(EXERCISE MATERIALS Opens)

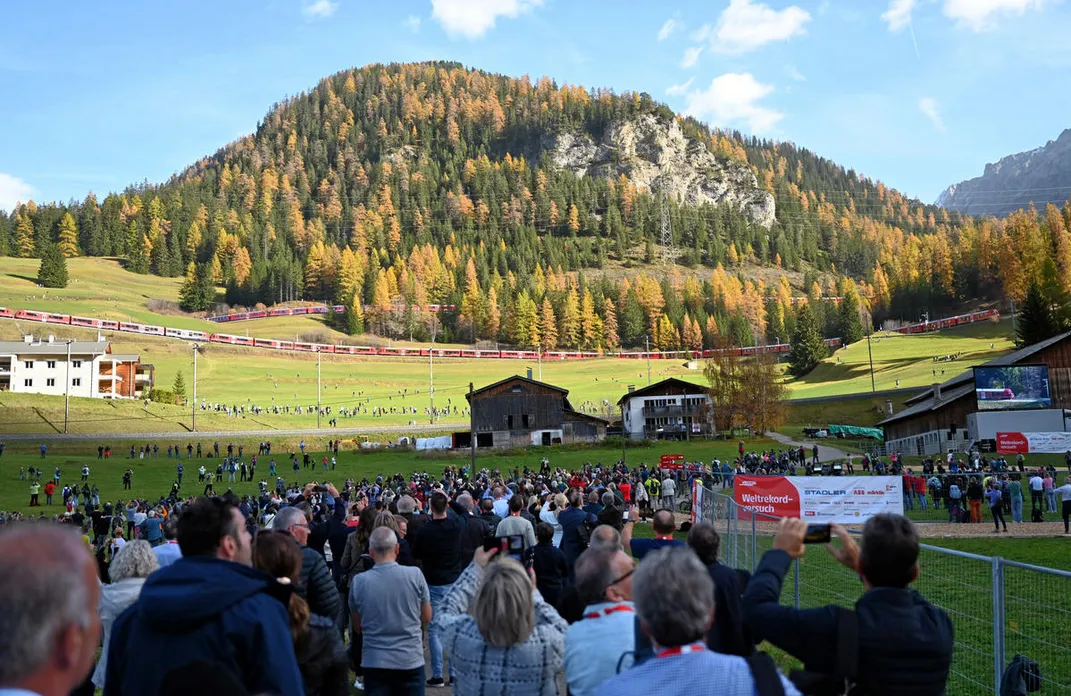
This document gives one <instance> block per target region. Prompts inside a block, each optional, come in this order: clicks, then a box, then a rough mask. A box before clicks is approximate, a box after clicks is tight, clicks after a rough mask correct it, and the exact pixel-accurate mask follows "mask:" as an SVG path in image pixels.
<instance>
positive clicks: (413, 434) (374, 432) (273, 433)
mask: <svg viewBox="0 0 1071 696" xmlns="http://www.w3.org/2000/svg"><path fill="white" fill-rule="evenodd" d="M455 429H466V428H465V427H464V426H463V425H459V424H453V425H451V424H439V425H432V424H426V423H425V424H423V425H371V426H364V427H331V428H305V429H300V428H296V429H288V430H267V429H259V430H197V433H196V434H195V433H190V432H180V433H176V432H168V433H130V434H125V435H124V434H123V433H71V434H69V435H63V434H62V433H29V434H26V433H15V434H11V435H7V434H4V435H3V439H4V440H6V441H9V442H41V441H44V442H91V441H92V442H96V441H99V440H115V439H122V440H190V439H194V438H198V439H210V440H214V439H225V438H263V439H266V440H267V439H271V438H273V437H307V438H314V437H342V436H347V435H381V434H383V433H397V434H398V435H399V436H401V435H410V436H411V435H416V434H422V433H444V432H450V430H455Z"/></svg>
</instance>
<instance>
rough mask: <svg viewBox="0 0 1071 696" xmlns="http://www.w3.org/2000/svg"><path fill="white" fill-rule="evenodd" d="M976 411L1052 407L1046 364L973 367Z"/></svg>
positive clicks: (1048, 366) (1051, 399) (999, 410)
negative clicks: (977, 403)
mask: <svg viewBox="0 0 1071 696" xmlns="http://www.w3.org/2000/svg"><path fill="white" fill-rule="evenodd" d="M975 396H976V397H977V398H978V410H979V411H1011V410H1017V409H1027V408H1052V405H1053V400H1052V397H1051V396H1050V393H1049V366H1047V365H1009V366H1007V367H975Z"/></svg>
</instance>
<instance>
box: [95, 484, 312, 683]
mask: <svg viewBox="0 0 1071 696" xmlns="http://www.w3.org/2000/svg"><path fill="white" fill-rule="evenodd" d="M178 540H179V548H181V549H182V558H181V559H179V560H177V561H176V562H175V563H172V564H171V565H168V566H167V568H164V569H161V570H160V571H156V572H155V573H153V574H152V575H151V576H150V577H149V579H148V580H146V582H145V587H144V588H142V590H141V595H140V596H139V599H138V601H137V602H135V603H134V604H133V605H132V606H131V607H130V608H129V609H126V611H124V612H123V614H122V615H120V617H119V618H118V619H117V620H116V623H115V626H114V627H112V631H111V642H110V644H109V651H108V666H107V678H106V685H105V690H104V694H105V696H121V695H122V694H157V693H160V692H161V687H162V685H163V684H165V683H166V682H167V681H168V680H171V679H175V678H176V677H177V676H178V675H181V674H182V672H183V671H190V670H196V669H205V668H211V669H215V670H226V671H227V672H229V674H230V675H231V676H232V677H233V678H236V679H237V680H238V681H240V682H241V683H242V684H243V685H244V686H245V689H246V691H247V692H250V693H254V694H286V695H287V696H290V695H291V694H298V695H299V696H300V695H303V694H304V687H303V685H302V680H301V672H300V670H299V669H298V661H297V657H296V656H295V654H293V645H292V642H291V638H290V626H289V621H288V619H287V610H286V602H287V601H288V595H286V593H285V592H281V591H280V589H281V588H283V587H284V586H281V585H280V584H277V582H276V581H275V580H274V579H273V578H271V577H269V576H268V575H265V574H263V573H261V572H259V571H256V570H254V569H253V568H251V564H252V538H251V536H250V533H248V531H247V529H246V527H245V520H244V519H243V518H242V514H241V513H240V512H239V511H238V508H236V506H235V505H233V504H231V503H230V502H228V501H226V500H223V499H221V498H200V499H198V500H197V501H195V502H193V503H191V504H188V505H187V506H186V508H185V510H183V511H182V514H181V516H180V517H179V526H178ZM281 600H282V601H281Z"/></svg>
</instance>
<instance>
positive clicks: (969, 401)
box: [878, 332, 1071, 455]
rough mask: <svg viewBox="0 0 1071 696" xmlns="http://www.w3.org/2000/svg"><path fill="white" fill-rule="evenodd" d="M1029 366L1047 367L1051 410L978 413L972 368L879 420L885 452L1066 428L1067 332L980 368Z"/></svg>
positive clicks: (926, 448)
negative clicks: (901, 409) (1049, 391)
mask: <svg viewBox="0 0 1071 696" xmlns="http://www.w3.org/2000/svg"><path fill="white" fill-rule="evenodd" d="M1027 364H1036V365H1037V364H1044V365H1047V366H1049V389H1050V395H1051V396H1052V408H1051V409H1046V410H1036V411H1004V412H993V411H985V412H979V411H978V402H977V396H976V393H975V376H974V370H971V369H966V370H965V372H963V373H962V374H960V375H957V376H956V377H953V378H952V379H950V380H947V381H945V382H941V383H939V384H934V385H933V387H931V388H930V389H927V390H925V391H924V392H921V393H920V394H918V395H916V396H912V397H911V398H909V399H907V402H906V403H905V406H906V408H905V409H904V410H903V411H901V412H900V413H895V414H893V415H891V417H890V418H887V419H886V420H884V421H881V422H880V423H878V427H880V428H883V429H884V430H885V449H886V452H889V453H892V452H899V453H900V454H904V455H934V454H942V453H945V452H948V451H954V452H962V451H965V450H966V449H968V448H970V447H971V445H972V444H975V443H980V442H983V441H986V440H990V439H992V438H994V437H995V432H996V429H1004V430H1007V432H1024V430H1035V432H1050V430H1064V429H1065V424H1064V423H1065V414H1064V411H1065V410H1066V409H1071V332H1068V333H1062V334H1060V335H1058V336H1054V337H1052V338H1049V339H1047V341H1042V342H1040V343H1037V344H1035V345H1032V346H1027V347H1026V348H1022V349H1020V350H1016V351H1014V352H1011V353H1008V354H1007V355H1004V357H1001V358H997V359H996V360H991V361H990V362H987V363H985V365H984V366H985V367H1004V366H1010V365H1027Z"/></svg>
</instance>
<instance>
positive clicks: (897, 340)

(EXERCISE MATERIALS Closes)

TASK ITEM -
Arrange the material above as a Markdown table with the columns Row and Line, starting from the top and stopping after the line containing "positive clicks: (413, 434)". Number each row, skip blank lines, and leave the pictures out.

PROBLEM SOLUTION -
| Row | Line |
|---|---|
| 1 | This document gives one <instance> block per target region. Prompts inside a block, each optional, come in this order: clicks, then a box, then a rough mask. A box before clicks is approximate, a box after clicks is tight, clicks after a rough mask correct it, and the exact pixel-accurate mask follows "mask:" as an SVG path in image pixels. |
| 2 | <instance> |
| 3 | positive clicks: (413, 434) (374, 432) (273, 433) |